(BACAAN YANG DISEDIAKAN):

Hari demi hari berjalan terus dan kehidupan sekolah telah menjadi
dunia Anda. Kini Anda telah duduk di sekolah menengah atau bahkan mungkin
perguruan tinggi. Banyak guru telah Anda hadapi. Anda tak lagi malu-malu
menghadapinya seperti dahulu. Bahkan Anda tak lagi begitu menuruti
kata-katanya; mungkin ada beberapa pendapatnya yang Anda sanggah, dengan
argumentasi-argumentasi atau landasan pikiran yang mungkin berbeda. Kini Anda telah
bersikap kritis terhadapnya, tetapi tetap menghormatinya, pertanda bahwa Anda
telah mampu menggunakan pikiran atau rasio Anda. Terhadap sikap tersebut
ternyata beliau tidak marah, bahkan menghargai Anda. Anda makin hormat
kepadanya! Dengan perkataan lain, kini Anda tidak lagi menganggap guru sebagai
sumber atau personifikasi dari norma-norma. Ada kalanya pula Anda suka mengetes
dan menilainya. Lebih-lebih kepada guru baru. Setiap guru baru yang Anda
dapatkan, menjadi bahan sorotan setiap siswanya.

(ENTRI YANG DIBERIKAN):
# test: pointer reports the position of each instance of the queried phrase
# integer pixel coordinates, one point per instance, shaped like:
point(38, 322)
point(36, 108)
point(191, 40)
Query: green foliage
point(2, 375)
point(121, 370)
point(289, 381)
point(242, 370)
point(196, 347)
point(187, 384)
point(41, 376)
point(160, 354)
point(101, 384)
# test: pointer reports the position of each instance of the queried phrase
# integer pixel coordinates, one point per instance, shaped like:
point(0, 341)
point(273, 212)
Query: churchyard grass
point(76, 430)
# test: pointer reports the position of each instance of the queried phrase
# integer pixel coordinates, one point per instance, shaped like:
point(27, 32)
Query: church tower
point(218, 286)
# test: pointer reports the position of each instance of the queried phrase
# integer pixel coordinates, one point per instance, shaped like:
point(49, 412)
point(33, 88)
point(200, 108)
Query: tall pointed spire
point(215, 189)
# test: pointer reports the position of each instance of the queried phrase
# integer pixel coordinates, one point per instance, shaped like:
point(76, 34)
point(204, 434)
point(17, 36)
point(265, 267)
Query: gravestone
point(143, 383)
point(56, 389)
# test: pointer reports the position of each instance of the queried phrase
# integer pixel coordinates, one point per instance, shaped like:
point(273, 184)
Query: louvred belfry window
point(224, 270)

(PERMINTAAN 1):
Jawablah pertanyaan berikut berdasarkan bacaan tentang kehidupan sekolah di atas.
(a) Di jenjang pendidikan apa Anda kini telah duduk?
(b) Bagaimana tanggapan guru terhadap sikap kritis Anda?
(c) Siapa yang menjadi bahan sorotan setiap siswanya?
(PERMINTAAN 2): Temukan dan salin setiap baris dalam entri di atas yang memuat kata "Query".

(JAWABAN LENGKAP 1):
(a) Di sekolah menengah atau bahkan mungkin perguruan tinggi.
(b) Guru tidak marah, bahkan menghargai Anda.
(c) Setiap guru baru.

(JAWABAN LENGKAP 2):
Query: green foliage
Query: churchyard grass
Query: church tower
Query: tall pointed spire
Query: gravestone
Query: louvred belfry window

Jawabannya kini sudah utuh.